Problem 1: Transcribe everything in the UNRWA article from "Palestinian refugees are" down to "Commissioner for Refugees.".
Problem 2: According to the UNRWA article, why will the agency be unable to function in Judea, Samaria or the Gaza Strip? Answer in one to three sentences.

Source document:
********************

Israeli lawmaker vows to pursue banks and companies cooperating with banned UNRWA
Days after the Jerusalem offices of an embattled United Nations Relief and Works Agency were closed, a Knesset member vowed to pursue banks and other institutions cooperating with UNRWA.
“This organization has lost its mandate, and now we will pursue them,” said MK Yulia Malinovsky of the opposition Israel Beitenu party outside UNRWA’s Jerusalem headquarters. “We will do everything to throw them out of here, even against the wishes of some government ministers who still live in a movie that what was will be. It won’t be. We will pursue banks that still continue to cooperate with UNRWA. We will pursue private companies, we will pursue government foreign ministry offices that still live in La La Land, thinking it’s an organization with diplomatic immunity.”
An Israeli ban on UNRWA went into effect on Thursday, prohibiting the agency from operating within Israel and barring Israeli officials from cooperating with it.
Malinovsky was joined by Ayelet Samerano, whose 21-year-old son, Jonathan, was killed at Kibbutz Be’eri, after fleeing there from the Nova Music Festival on October 7. Video footage circulating on social media showed a Palestinian emerging from a white SUV and placing Jonathan’s body into the vehicle. Then-Defense Minister Yoav Gallant notified UNRWA that the Palestinian was identified as UNRWA social worker Faisal Ali Mussalem al-Naami.
“I have another war, and that is to bring back my son. I don’t need to look for how to fight now against those who try to thwart what has passed as law,” Samerano said, referring to the ban. “I want to be focused on bringing back my son. I deserve it. This is the most minimal thing I deserve from this state.”
She added, “And I call on all bodies working with UNRWA, and anyone in the government trying to change it in one way or another, to cease doing so. Right now, help me bring back my son, and don’t prevent us from implementing this law that is so important for the entire country.”

On Friday, Mandy Damari, the mother of recently freed British-Israeli hostage Emily Damari, disclosed on Twitter that “Hamas held Emily in @UNRWA facilities and denied her access to medical treatment after shooting her twice.” Mandy added that “it’s miracle that she survived.”
UNRWA has been under fire for months with Israeli officials demanding the agency be stripped of its authority in Gaza and defunded amid revelations that members of the agency’s staff participated in Hamas’s October 7 attacks.
Palestinian refugees are the only refugee population with its own dedicated UN agency. The rest of the world’s refugees fall under the mandate of the UN High Commissioner for Refugees.
Legislation passed by the Knesset stripped UNRWA’s diplomatic immunity, prohibited it from operating in Israeli sovereign territory, and barred Israeli officials from cooperating with the agency. Without work permits for foreign staff or coordination of passage at checkpoints, the agency will not be able to function in Judea, Samaria or the Gaza Strip. Israel withdrew its diplomatic recognition of UNRWA in November.
In early January, UN Watch, a Geneva-based watchdog organization, accused UNRWA of having an “unholy alliance” with Hamas and Palestinian Islamic Jihad. Its 55-page report accused Philippe Lazzarini, UNRWA’s Commissioner-General, and his colleagues of allowing Hamas and other terror groups to infiltrate the agency.

********************

Information provided:

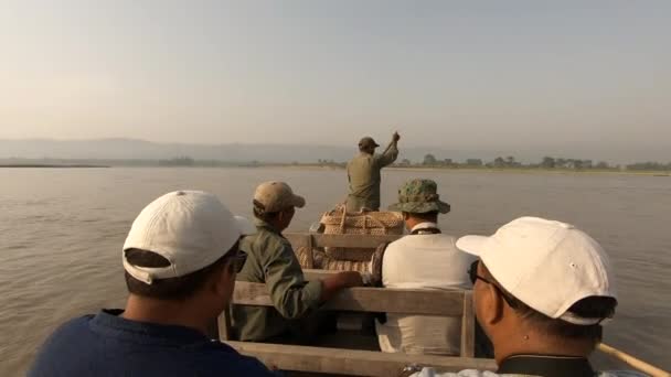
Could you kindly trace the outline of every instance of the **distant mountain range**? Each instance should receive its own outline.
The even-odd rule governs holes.
[[[383,147],[382,147],[383,148]],[[381,149],[382,149],[381,148]],[[423,161],[427,153],[438,160],[482,159],[491,161],[494,158],[513,155],[518,161],[536,162],[544,155],[593,159],[595,162],[605,160],[614,163],[637,161],[669,162],[671,153],[649,151],[647,158],[640,159],[628,155],[627,149],[609,150],[605,155],[595,155],[590,148],[584,151],[557,152],[552,150],[531,150],[518,148],[512,150],[459,150],[441,147],[411,147],[401,143],[398,161],[408,159],[413,162]],[[53,140],[53,139],[0,139],[0,159],[68,159],[68,160],[166,160],[177,157],[190,157],[194,160],[216,160],[225,162],[276,162],[276,163],[309,163],[318,160],[347,161],[356,153],[355,146],[300,146],[300,144],[189,144],[159,143],[138,139],[94,139],[94,140]]]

********************

Task result 1:
Palestinian refugees are the only refugee population with its own dedicated UN agency. The rest of the world’s refugees fall under the mandate of the UN High Commissioner for Refugees.

Task result 2: It will have no work permits for its foreign staff and no coordination of passage at checkpoints. Without these, the agency cannot function in those areas.